[begin Supplied entries]

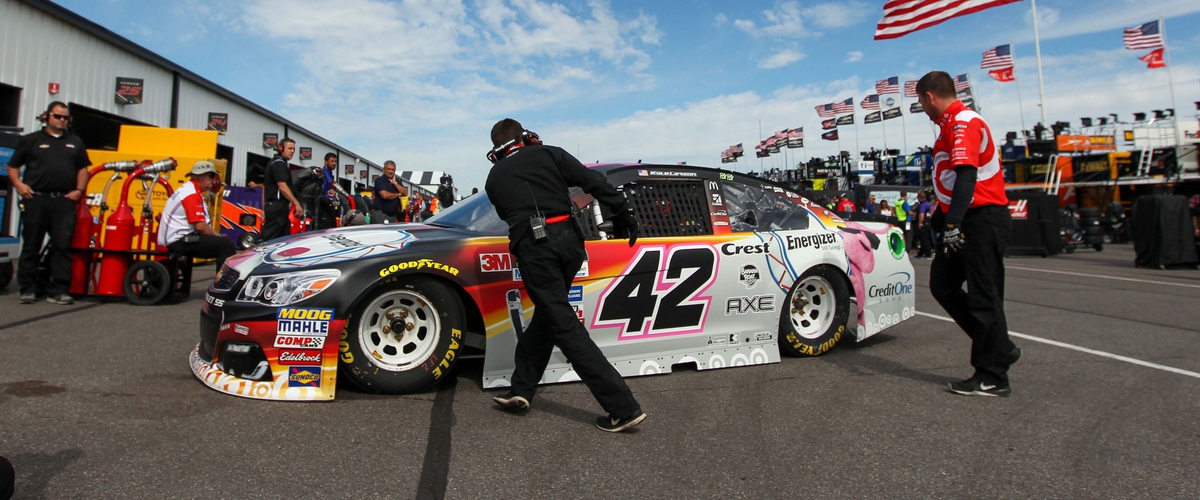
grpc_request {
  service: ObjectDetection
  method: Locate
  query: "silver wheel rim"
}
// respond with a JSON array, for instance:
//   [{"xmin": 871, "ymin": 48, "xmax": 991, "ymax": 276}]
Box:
[
  {"xmin": 788, "ymin": 276, "xmax": 838, "ymax": 339},
  {"xmin": 359, "ymin": 290, "xmax": 442, "ymax": 372}
]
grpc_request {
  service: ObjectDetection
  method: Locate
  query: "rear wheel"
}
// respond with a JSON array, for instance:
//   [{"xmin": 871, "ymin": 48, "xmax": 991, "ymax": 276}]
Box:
[
  {"xmin": 338, "ymin": 276, "xmax": 467, "ymax": 394},
  {"xmin": 779, "ymin": 265, "xmax": 850, "ymax": 356}
]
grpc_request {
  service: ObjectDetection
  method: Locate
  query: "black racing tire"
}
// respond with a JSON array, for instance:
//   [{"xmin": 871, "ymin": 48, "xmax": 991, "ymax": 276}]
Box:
[
  {"xmin": 125, "ymin": 260, "xmax": 175, "ymax": 306},
  {"xmin": 337, "ymin": 275, "xmax": 467, "ymax": 394},
  {"xmin": 779, "ymin": 265, "xmax": 850, "ymax": 356}
]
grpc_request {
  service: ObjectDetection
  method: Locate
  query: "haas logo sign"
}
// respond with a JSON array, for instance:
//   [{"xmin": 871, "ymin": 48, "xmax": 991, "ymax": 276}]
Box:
[{"xmin": 1008, "ymin": 200, "xmax": 1030, "ymax": 221}]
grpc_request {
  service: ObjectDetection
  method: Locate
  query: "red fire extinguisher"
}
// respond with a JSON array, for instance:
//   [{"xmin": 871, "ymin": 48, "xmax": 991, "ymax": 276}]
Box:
[{"xmin": 96, "ymin": 158, "xmax": 178, "ymax": 296}]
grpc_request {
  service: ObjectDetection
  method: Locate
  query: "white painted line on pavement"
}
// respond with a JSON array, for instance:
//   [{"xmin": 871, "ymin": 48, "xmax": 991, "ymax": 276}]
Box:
[
  {"xmin": 1004, "ymin": 266, "xmax": 1200, "ymax": 288},
  {"xmin": 917, "ymin": 311, "xmax": 1200, "ymax": 379}
]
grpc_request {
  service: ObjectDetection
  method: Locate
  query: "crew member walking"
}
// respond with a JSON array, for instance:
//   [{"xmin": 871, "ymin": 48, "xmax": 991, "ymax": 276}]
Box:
[
  {"xmin": 262, "ymin": 138, "xmax": 304, "ymax": 241},
  {"xmin": 917, "ymin": 71, "xmax": 1021, "ymax": 396},
  {"xmin": 484, "ymin": 119, "xmax": 646, "ymax": 432},
  {"xmin": 8, "ymin": 101, "xmax": 91, "ymax": 306}
]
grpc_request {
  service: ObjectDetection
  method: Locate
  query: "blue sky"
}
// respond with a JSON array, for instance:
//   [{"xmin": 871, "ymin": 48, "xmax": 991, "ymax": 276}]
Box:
[{"xmin": 59, "ymin": 0, "xmax": 1200, "ymax": 191}]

[end Supplied entries]

Request: Show every line of the records above that contains the string "query".

Expected output:
  query: "silver wheel rim"
  query: "rear wheel"
  query: "black racing tire"
  query: "haas logo sign"
  query: "red fire extinguisher"
  query: "white painted line on pavement"
  query: "crew member walking"
  query: "blue sky"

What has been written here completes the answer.